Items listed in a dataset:
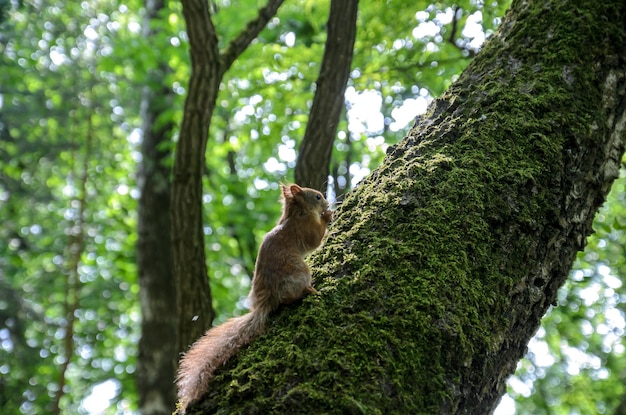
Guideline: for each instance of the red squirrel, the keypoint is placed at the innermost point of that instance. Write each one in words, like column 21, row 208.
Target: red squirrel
column 280, row 277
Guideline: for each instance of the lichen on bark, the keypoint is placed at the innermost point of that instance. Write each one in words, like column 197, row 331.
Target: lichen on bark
column 440, row 265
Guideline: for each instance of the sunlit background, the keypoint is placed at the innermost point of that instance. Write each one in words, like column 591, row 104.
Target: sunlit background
column 76, row 69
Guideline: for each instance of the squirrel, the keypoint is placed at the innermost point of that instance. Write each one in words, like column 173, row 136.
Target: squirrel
column 280, row 277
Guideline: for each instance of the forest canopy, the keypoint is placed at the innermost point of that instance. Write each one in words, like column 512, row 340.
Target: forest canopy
column 71, row 87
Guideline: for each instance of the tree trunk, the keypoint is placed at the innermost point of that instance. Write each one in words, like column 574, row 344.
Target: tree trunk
column 208, row 65
column 314, row 153
column 156, row 363
column 440, row 265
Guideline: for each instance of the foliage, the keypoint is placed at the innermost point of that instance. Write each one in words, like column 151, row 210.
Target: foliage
column 74, row 69
column 576, row 362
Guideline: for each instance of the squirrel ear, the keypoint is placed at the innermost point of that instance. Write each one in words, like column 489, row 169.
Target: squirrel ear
column 295, row 189
column 286, row 191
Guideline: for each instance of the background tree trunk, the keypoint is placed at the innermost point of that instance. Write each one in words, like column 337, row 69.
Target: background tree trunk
column 208, row 66
column 441, row 264
column 313, row 165
column 157, row 358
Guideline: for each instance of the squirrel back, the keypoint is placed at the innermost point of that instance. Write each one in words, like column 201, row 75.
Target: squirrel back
column 280, row 277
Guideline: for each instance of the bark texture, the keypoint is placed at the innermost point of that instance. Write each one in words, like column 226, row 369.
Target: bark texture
column 157, row 347
column 441, row 264
column 208, row 66
column 313, row 165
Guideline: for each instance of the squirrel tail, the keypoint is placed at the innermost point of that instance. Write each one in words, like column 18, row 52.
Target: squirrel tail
column 213, row 350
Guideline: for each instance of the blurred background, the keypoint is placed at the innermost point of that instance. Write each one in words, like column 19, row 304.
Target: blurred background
column 74, row 82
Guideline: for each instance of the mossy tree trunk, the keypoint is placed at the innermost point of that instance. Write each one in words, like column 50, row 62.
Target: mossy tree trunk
column 440, row 265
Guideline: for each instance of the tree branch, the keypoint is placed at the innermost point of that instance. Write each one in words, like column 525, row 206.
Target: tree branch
column 313, row 165
column 252, row 30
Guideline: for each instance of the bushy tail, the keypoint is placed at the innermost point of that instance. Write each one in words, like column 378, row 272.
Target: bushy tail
column 212, row 350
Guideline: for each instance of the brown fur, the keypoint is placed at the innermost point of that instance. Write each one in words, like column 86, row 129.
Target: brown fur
column 280, row 277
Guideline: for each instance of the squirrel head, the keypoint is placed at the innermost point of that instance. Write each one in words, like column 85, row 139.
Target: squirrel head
column 302, row 201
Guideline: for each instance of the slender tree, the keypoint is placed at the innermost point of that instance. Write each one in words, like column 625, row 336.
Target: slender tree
column 313, row 164
column 208, row 66
column 157, row 358
column 441, row 264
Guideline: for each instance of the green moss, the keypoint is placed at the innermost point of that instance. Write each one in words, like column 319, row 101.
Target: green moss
column 420, row 267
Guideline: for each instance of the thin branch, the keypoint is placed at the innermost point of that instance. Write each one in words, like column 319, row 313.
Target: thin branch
column 252, row 30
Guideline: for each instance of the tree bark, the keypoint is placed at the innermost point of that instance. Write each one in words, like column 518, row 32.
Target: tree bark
column 156, row 363
column 440, row 265
column 208, row 65
column 313, row 164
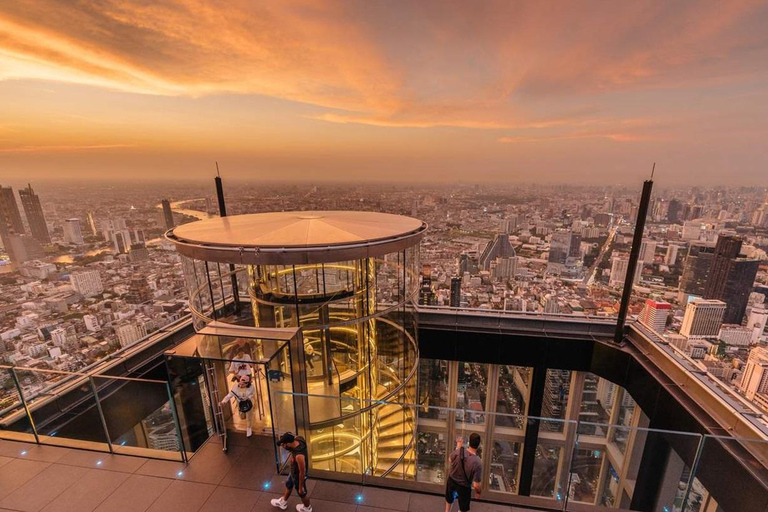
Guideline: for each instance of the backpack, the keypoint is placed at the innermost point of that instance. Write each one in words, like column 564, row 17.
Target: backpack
column 243, row 404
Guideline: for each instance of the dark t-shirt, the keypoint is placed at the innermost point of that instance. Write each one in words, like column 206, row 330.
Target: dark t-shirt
column 473, row 467
column 301, row 449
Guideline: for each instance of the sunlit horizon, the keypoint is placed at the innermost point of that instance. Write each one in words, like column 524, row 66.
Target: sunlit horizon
column 328, row 91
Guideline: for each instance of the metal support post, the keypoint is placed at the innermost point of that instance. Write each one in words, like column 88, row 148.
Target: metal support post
column 101, row 414
column 634, row 255
column 24, row 404
column 176, row 422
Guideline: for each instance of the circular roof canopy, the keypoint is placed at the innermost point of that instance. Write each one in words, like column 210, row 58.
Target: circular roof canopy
column 296, row 237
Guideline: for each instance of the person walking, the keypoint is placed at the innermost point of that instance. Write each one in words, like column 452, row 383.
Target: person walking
column 243, row 392
column 465, row 473
column 297, row 447
column 240, row 364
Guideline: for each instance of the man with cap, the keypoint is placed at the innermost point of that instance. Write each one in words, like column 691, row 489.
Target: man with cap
column 297, row 447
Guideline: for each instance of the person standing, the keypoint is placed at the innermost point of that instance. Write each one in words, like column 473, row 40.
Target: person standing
column 240, row 365
column 243, row 392
column 465, row 473
column 297, row 447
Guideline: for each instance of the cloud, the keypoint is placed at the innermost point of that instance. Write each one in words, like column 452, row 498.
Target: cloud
column 61, row 148
column 488, row 66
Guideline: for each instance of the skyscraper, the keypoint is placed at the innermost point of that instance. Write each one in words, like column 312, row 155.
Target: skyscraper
column 138, row 290
column 670, row 258
column 647, row 250
column 87, row 283
column 455, row 292
column 72, row 232
column 22, row 248
column 34, row 212
column 758, row 318
column 673, row 210
column 703, row 318
column 696, row 270
column 167, row 213
column 731, row 278
column 9, row 211
column 498, row 248
column 559, row 246
column 655, row 314
column 755, row 377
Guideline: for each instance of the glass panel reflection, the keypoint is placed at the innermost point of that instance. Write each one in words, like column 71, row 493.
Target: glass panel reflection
column 512, row 397
column 505, row 466
column 471, row 392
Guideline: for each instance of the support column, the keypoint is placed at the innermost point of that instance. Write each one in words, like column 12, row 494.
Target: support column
column 532, row 430
column 650, row 475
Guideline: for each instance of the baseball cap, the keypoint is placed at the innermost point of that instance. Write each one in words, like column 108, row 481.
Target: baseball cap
column 285, row 438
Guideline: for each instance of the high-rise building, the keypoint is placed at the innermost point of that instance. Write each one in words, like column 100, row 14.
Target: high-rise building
column 619, row 267
column 703, row 318
column 655, row 314
column 9, row 211
column 139, row 253
column 10, row 220
column 670, row 258
column 91, row 323
column 696, row 271
column 86, row 282
column 559, row 247
column 139, row 290
column 647, row 250
column 23, row 248
column 731, row 278
column 129, row 333
column 34, row 212
column 755, row 377
column 498, row 248
column 691, row 230
column 167, row 214
column 505, row 268
column 72, row 232
column 736, row 335
column 467, row 264
column 673, row 210
column 509, row 225
column 455, row 292
column 757, row 320
column 92, row 224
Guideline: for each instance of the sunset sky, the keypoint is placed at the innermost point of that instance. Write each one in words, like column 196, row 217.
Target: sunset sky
column 385, row 90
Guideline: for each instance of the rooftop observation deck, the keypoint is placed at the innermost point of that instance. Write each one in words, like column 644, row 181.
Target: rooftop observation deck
column 53, row 479
column 683, row 407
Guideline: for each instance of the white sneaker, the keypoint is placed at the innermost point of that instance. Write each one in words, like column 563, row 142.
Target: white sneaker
column 279, row 503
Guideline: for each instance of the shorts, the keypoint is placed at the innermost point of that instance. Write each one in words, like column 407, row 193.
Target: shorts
column 452, row 489
column 292, row 482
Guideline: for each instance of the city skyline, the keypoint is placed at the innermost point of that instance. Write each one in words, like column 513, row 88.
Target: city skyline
column 495, row 93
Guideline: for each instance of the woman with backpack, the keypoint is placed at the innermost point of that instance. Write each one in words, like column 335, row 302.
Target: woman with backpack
column 244, row 394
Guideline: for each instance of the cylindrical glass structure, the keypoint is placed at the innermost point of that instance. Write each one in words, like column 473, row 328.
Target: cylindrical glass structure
column 348, row 280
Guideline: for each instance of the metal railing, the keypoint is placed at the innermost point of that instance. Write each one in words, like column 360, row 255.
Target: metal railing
column 84, row 410
column 580, row 464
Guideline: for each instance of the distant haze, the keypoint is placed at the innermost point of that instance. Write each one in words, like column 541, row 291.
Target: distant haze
column 583, row 92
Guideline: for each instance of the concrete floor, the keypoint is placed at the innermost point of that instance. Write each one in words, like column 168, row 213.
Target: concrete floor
column 51, row 479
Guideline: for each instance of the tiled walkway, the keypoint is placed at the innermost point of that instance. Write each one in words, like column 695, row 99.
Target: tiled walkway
column 50, row 479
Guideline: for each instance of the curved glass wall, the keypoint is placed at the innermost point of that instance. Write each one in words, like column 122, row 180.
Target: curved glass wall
column 359, row 346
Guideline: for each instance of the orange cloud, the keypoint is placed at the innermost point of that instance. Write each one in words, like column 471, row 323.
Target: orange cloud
column 419, row 65
column 61, row 149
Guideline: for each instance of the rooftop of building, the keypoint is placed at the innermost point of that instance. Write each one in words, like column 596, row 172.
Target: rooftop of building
column 319, row 236
column 49, row 478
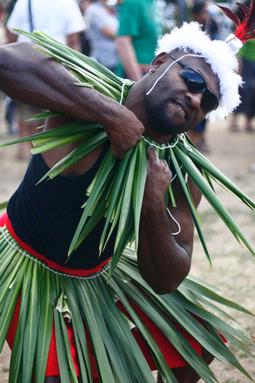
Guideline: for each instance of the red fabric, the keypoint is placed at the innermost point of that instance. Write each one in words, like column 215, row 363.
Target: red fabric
column 172, row 357
column 4, row 221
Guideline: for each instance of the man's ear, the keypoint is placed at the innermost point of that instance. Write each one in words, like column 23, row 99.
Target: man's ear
column 159, row 60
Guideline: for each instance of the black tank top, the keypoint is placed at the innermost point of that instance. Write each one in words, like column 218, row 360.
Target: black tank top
column 45, row 215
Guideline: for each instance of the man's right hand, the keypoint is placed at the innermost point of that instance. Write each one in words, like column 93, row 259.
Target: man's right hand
column 124, row 130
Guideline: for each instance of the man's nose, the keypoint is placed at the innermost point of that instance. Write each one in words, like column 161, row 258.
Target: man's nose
column 195, row 99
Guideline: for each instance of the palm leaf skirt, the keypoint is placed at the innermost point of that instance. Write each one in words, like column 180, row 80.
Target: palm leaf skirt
column 107, row 316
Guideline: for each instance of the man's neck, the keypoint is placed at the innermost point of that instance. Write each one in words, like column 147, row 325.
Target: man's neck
column 135, row 103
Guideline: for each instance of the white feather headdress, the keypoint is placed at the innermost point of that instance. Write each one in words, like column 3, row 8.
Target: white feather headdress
column 218, row 54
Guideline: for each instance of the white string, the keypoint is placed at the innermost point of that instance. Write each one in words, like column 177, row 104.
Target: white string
column 175, row 221
column 161, row 147
column 4, row 232
column 183, row 138
column 167, row 69
column 122, row 90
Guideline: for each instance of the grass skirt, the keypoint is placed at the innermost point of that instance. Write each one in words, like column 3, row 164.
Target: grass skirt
column 120, row 327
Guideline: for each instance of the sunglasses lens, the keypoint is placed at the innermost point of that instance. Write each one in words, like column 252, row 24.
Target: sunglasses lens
column 196, row 84
column 193, row 80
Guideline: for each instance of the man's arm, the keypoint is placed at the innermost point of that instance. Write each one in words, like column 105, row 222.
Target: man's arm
column 128, row 58
column 28, row 76
column 73, row 41
column 164, row 259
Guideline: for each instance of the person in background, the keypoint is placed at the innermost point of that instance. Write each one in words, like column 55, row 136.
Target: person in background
column 137, row 37
column 102, row 26
column 200, row 13
column 61, row 20
column 247, row 91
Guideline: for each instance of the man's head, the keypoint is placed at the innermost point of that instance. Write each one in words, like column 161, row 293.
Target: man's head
column 219, row 56
column 181, row 89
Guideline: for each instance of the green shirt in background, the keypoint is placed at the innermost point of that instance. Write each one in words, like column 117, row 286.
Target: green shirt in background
column 137, row 19
column 248, row 51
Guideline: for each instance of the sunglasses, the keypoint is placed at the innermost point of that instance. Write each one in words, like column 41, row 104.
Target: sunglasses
column 197, row 84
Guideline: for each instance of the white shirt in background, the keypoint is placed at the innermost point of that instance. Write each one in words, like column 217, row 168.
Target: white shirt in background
column 57, row 18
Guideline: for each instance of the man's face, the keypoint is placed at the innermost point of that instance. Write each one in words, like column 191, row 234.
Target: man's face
column 171, row 106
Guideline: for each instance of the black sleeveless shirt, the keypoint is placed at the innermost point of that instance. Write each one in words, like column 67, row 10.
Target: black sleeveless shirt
column 45, row 216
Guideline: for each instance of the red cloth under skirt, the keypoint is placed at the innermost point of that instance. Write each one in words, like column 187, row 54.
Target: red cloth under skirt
column 172, row 357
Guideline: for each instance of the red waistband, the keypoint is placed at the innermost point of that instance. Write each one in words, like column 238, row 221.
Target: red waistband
column 5, row 221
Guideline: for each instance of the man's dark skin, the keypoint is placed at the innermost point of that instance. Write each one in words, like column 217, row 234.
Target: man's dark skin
column 164, row 260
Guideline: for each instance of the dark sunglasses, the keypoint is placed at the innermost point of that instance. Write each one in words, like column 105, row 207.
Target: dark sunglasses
column 197, row 84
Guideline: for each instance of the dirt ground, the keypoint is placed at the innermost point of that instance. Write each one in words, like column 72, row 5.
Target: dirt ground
column 233, row 268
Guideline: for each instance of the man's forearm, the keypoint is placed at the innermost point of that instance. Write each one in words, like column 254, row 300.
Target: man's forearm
column 163, row 262
column 30, row 77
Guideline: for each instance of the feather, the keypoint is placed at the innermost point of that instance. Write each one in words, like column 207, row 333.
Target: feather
column 230, row 14
column 245, row 23
column 243, row 9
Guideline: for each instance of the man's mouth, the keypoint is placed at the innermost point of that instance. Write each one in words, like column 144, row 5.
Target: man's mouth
column 180, row 109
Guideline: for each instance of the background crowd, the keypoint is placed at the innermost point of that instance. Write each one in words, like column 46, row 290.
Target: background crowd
column 122, row 35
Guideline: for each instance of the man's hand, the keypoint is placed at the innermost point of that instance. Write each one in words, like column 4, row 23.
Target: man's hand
column 158, row 178
column 124, row 130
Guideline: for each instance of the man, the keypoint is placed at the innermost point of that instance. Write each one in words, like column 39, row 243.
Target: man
column 41, row 220
column 61, row 20
column 137, row 36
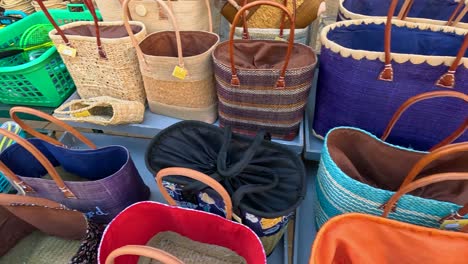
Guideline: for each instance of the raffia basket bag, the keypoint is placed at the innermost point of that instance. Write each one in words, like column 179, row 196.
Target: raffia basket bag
column 111, row 68
column 177, row 70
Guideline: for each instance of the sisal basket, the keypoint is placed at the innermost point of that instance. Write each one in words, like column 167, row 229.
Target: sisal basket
column 191, row 98
column 103, row 110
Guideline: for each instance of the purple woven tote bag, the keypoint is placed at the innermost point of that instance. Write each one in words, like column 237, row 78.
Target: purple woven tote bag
column 361, row 84
column 263, row 84
column 441, row 12
column 99, row 182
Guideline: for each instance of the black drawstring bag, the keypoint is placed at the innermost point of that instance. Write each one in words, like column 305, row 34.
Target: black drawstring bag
column 265, row 180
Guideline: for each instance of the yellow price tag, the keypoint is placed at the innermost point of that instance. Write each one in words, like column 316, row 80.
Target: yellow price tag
column 65, row 50
column 279, row 39
column 179, row 72
column 82, row 114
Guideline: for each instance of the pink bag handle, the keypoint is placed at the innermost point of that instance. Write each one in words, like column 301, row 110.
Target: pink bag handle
column 42, row 159
column 139, row 52
column 447, row 80
column 144, row 251
column 422, row 97
column 280, row 84
column 92, row 10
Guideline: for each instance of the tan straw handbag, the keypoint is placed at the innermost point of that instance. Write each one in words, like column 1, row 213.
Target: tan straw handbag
column 103, row 110
column 177, row 70
column 100, row 56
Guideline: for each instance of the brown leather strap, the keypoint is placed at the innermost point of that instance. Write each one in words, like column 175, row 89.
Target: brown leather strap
column 134, row 40
column 422, row 97
column 447, row 80
column 41, row 158
column 92, row 10
column 26, row 110
column 52, row 21
column 145, row 251
column 432, row 156
column 453, row 176
column 280, row 83
column 196, row 175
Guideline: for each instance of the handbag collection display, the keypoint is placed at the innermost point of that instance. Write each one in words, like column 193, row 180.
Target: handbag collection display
column 210, row 131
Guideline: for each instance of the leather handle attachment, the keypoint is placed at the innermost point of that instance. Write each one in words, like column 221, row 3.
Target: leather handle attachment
column 422, row 97
column 196, row 175
column 447, row 80
column 453, row 176
column 144, row 251
column 42, row 159
column 126, row 15
column 280, row 84
column 26, row 110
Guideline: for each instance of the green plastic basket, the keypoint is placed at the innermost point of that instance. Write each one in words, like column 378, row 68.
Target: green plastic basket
column 44, row 81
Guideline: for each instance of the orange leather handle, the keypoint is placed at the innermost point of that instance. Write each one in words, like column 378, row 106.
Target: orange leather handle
column 26, row 110
column 144, row 251
column 429, row 158
column 196, row 175
column 453, row 176
column 424, row 96
column 447, row 80
column 41, row 158
column 281, row 82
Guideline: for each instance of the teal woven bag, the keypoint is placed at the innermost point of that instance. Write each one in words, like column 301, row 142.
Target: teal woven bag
column 359, row 172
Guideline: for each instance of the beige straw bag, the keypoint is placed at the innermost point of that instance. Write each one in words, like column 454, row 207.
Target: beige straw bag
column 189, row 14
column 100, row 57
column 103, row 110
column 165, row 57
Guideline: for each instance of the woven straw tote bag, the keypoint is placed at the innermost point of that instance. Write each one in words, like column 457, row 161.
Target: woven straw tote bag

WHAT YOU WILL DO:
With the line that has "Target: squirrel ear" as the first and the line that has "Guideline: for each instance of the blurred" as the last, repeat exactly that run of lines above and no more.

RESPONSE:
Target: squirrel ear
column 295, row 189
column 286, row 191
Guideline: for each instance of the background tree trunk, the keypoint is placed at the innermost point of that instance. Write each one in words, like column 337, row 69.
Target: background tree trunk
column 208, row 66
column 441, row 264
column 313, row 165
column 157, row 358
Guideline: for each instance of the squirrel back, the keypoint is placed at the innermost point of that instance. Write each one in words, like column 201, row 75.
Target: squirrel back
column 280, row 277
Guideline: for each instance of the bark texture, the keypoint is placed at the innermost point of that instance. Write each one in words, like column 226, row 369.
Target: bark texture
column 157, row 347
column 441, row 264
column 208, row 66
column 313, row 165
Guideline: for each instance of the squirrel tail, the keypoint is placed at the innermost point of that instance. Write each one in words, like column 18, row 52.
Target: squirrel tail
column 213, row 350
Guideline: for each instance of the blurred background, the keypoint is placed at the innermost point of that instance. Write each one in words, like column 19, row 304.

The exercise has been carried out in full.